**Supplied text:**
+--
“During times of universal deceit, telling the truth becomes a revolutionary act.”-George Orwell
A few weeks ago while in a diner I overhead a comment from a local politician that captured the essence of George Orwell’s quotation. The official said quietly to another person that the donor base supporting his political party was comprised of “artists and eccentrics who were fragile” and could not handle being told “what needed to be done” to fix the town’s fiscal issues. He was afraid the donors would stop supporting his party if the truth were told. I wonder how many similar conversations are occurring around the world right now!
The world is suffering from feeble leadership. This has become unavoidably apparent over the last six months as a nascent economic recovery has been squashed by the weight of uncertainty and indecisiveness. From the ridiculous circus of the debt ceiling standoff in August (which only deferred decisions until a committee reports in November) to the failure of European leaders to resolve Euro currency related issues, the lack of action is a pathetic abdication of duty. As an investor, I have the responsibility to manage your money prudently and with an eye on the long term. Therefore, in this update I’ll review the current investment environment, what actions I believe would improve the outlook for the coming year, and the steps I’ve been taking in your portfolios to prepare for the future.
+--
**Extracted records:**
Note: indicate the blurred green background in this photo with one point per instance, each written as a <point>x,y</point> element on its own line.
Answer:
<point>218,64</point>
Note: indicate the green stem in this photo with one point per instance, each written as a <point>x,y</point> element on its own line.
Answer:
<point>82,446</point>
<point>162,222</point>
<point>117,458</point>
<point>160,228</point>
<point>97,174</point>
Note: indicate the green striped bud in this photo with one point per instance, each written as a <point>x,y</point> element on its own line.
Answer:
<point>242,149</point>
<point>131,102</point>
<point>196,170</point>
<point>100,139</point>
+--
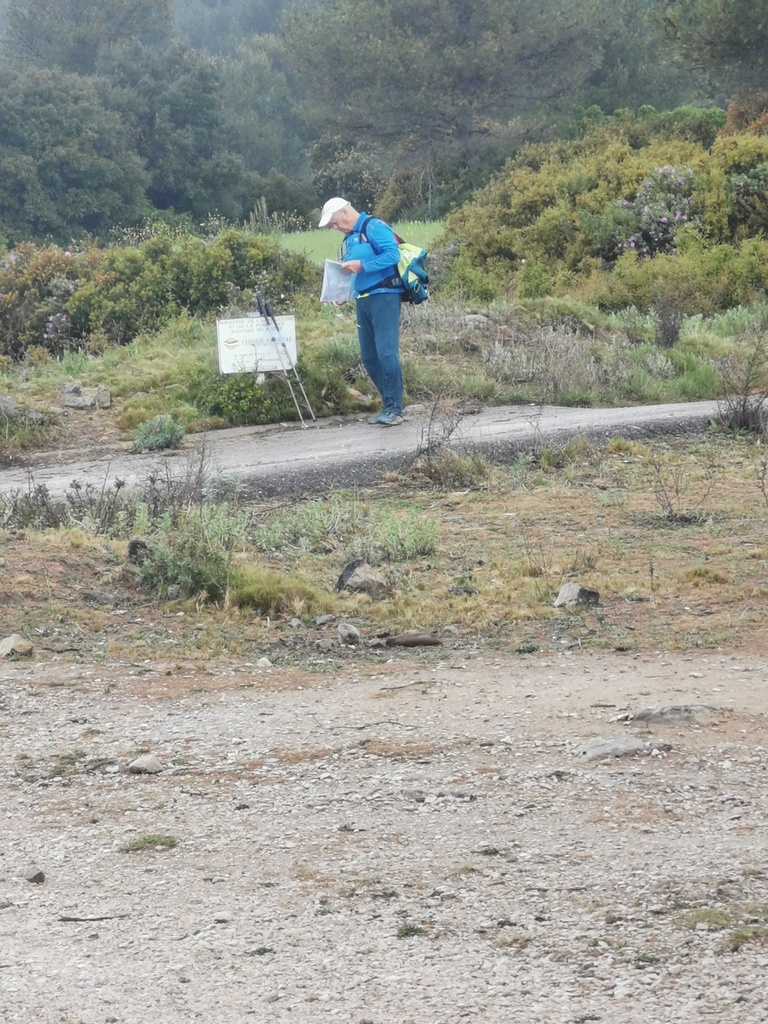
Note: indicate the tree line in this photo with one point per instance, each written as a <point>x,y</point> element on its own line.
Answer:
+--
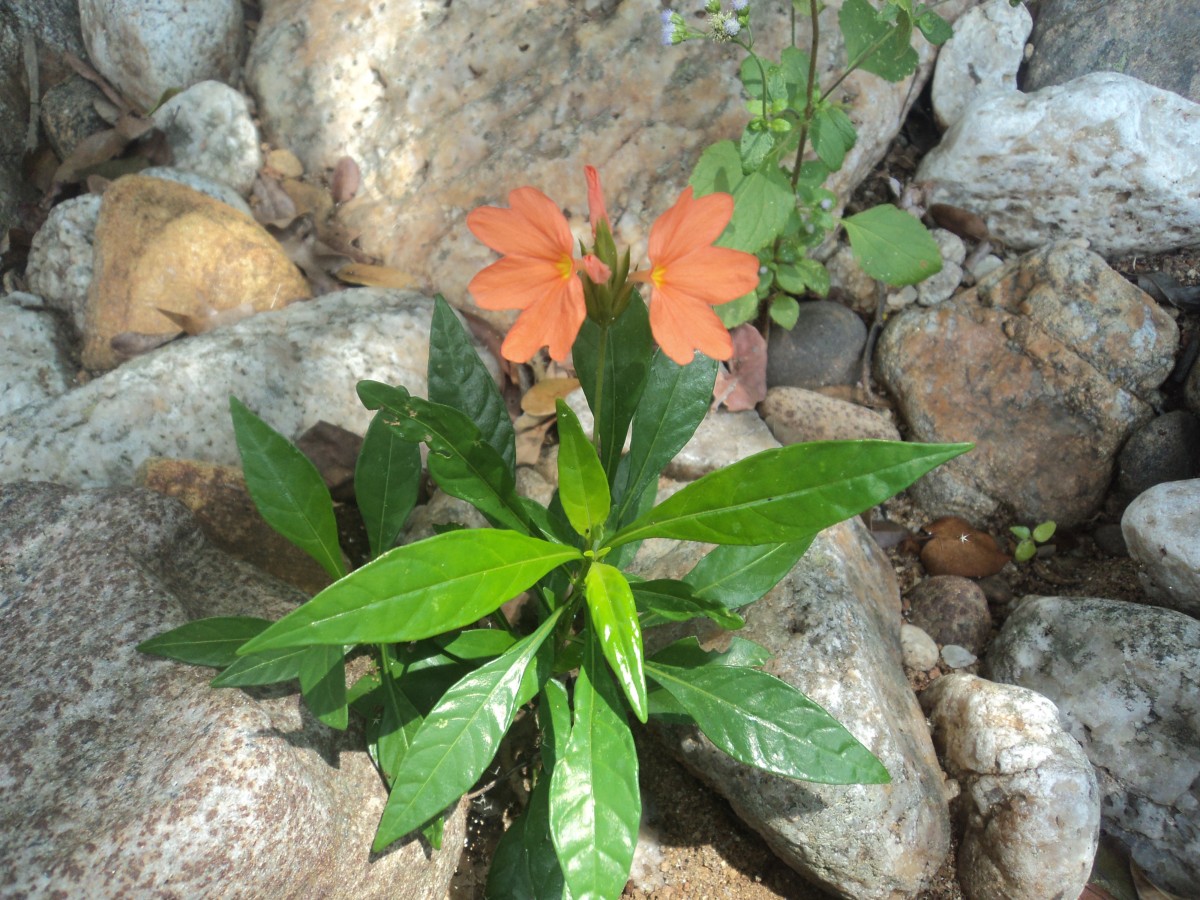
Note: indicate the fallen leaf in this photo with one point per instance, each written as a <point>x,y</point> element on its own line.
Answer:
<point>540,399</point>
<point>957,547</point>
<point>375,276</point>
+--
**Directions:**
A) Using the investment update, answer these:
(i) To whom is the opening quotation attributed?
(ii) Where was the writer when the politician's comment was overheard?
(iii) In what month did the debt ceiling standoff take place?
B) Express the lines of the listing as a numbered list, starting at the line that contains "Note: indicate the blurred" and ending at the line that contains "<point>97,174</point>".

**In response:**
A)
(i) George Orwell
(ii) In a diner
(iii) August

B)
1. Note: indicate the blurred green background in this photo with one point per instance, each written as a <point>x,y</point> element on its own line.
2. Answer:
3. <point>218,64</point>
4. Note: indicate the green stem in this photo with one point per instance, each written as a <point>x,y</point> element on its own line.
5. Answer:
6. <point>82,446</point>
7. <point>162,222</point>
8. <point>117,458</point>
9. <point>160,228</point>
10. <point>97,174</point>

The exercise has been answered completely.